* START Raw records *
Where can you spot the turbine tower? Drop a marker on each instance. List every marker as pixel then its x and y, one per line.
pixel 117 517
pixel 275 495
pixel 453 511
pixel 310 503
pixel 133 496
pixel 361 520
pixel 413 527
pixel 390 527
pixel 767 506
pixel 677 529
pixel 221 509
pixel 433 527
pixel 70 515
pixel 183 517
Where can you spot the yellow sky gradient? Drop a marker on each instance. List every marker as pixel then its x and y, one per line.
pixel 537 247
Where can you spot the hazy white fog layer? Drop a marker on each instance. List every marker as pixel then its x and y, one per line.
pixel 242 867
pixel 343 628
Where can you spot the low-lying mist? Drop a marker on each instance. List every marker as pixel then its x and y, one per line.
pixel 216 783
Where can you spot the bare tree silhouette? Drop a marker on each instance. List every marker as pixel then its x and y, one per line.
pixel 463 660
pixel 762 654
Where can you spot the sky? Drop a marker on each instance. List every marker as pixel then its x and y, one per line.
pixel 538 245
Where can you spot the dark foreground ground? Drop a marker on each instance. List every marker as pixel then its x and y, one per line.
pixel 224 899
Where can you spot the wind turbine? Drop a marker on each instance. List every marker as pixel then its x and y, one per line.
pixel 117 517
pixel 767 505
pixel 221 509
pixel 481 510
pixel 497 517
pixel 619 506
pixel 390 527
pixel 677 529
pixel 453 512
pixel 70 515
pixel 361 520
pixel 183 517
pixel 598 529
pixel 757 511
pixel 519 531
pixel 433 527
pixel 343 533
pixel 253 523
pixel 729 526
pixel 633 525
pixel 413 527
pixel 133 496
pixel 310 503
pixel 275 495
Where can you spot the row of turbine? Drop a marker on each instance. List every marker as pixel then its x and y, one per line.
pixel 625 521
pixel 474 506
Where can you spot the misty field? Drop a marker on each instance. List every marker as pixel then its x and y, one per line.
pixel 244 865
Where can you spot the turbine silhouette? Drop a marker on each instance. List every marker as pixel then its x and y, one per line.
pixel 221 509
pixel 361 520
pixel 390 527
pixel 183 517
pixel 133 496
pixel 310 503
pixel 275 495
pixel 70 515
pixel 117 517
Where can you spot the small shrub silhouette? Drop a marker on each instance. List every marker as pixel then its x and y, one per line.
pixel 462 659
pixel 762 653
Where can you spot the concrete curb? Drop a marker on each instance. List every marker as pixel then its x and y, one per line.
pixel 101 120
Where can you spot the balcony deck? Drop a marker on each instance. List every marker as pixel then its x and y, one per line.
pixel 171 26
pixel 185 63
* END Raw records *
- Task to carry out -
From the first line to the last, retype the data exactly.

- Solved exercise -
Where can you spot the turbine tower? Drop a marker on each instance. List every marker as pixel then its x and y, one per line.
pixel 117 517
pixel 275 495
pixel 453 511
pixel 310 503
pixel 133 496
pixel 361 520
pixel 413 527
pixel 390 527
pixel 767 506
pixel 677 529
pixel 221 509
pixel 433 527
pixel 70 515
pixel 183 517
Where can you spot the yellow sky gradient? Drop a marker on each instance. List every marker as pixel then its x and y, one per line.
pixel 537 247
Where can you spot the hazy white fog layer? Drop a marker on each instance. List every marker as pixel then its x and y, one per line.
pixel 242 867
pixel 343 628
Where can you spot the low-lying mist? Drop a marker on each instance. List every marker as pixel then its x and y, one per line.
pixel 216 783
Where can you spot the bare tree silhouette? Drop a marker on each instance. List every marker as pixel then its x and y, one per line.
pixel 463 660
pixel 762 654
Where can you spot the sky? Drop a marker on each instance. List every marker as pixel then its x and y, one per line.
pixel 538 245
Where can you spot the dark foreground ground? Drop a marker on each instance. List every marker as pixel then its x and y, one per line.
pixel 224 899
Where can you spot the wind turbine? Drop a marker on each instance. List every marker as pixel then its x and y, one per line.
pixel 117 517
pixel 767 505
pixel 221 509
pixel 481 510
pixel 497 517
pixel 619 506
pixel 390 527
pixel 677 529
pixel 453 512
pixel 70 515
pixel 361 520
pixel 183 517
pixel 598 529
pixel 757 511
pixel 519 531
pixel 433 527
pixel 343 533
pixel 253 523
pixel 729 526
pixel 633 525
pixel 413 527
pixel 133 496
pixel 310 503
pixel 275 495
Where can you spot the row of turbine? Drop a marker on each instance. List every marker as pixel then its x and y, one per line.
pixel 625 521
pixel 474 506
Where can you spot the misty field? Drop a marker on each instance. List every marker as pixel then its x and y, one per line.
pixel 244 865
Where can you spot the turbine silhouette? Drop a marker on each instance. List every marker as pixel then its x and y, one per line.
pixel 221 509
pixel 361 520
pixel 390 527
pixel 183 517
pixel 133 496
pixel 310 503
pixel 275 495
pixel 70 515
pixel 117 517
Where can you spot the small shrub silhouette? Drop a marker on each instance. List every marker as pixel then its x and y, one per line.
pixel 462 659
pixel 762 653
Where can you spot the concrete curb? Drop a marker on each instance. List every marker as pixel then its x and y, one per line.
pixel 101 120
Where can you spot the balcony deck? Drop a marker on each instance. List every marker as pixel then its x and y, one per line.
pixel 171 26
pixel 185 63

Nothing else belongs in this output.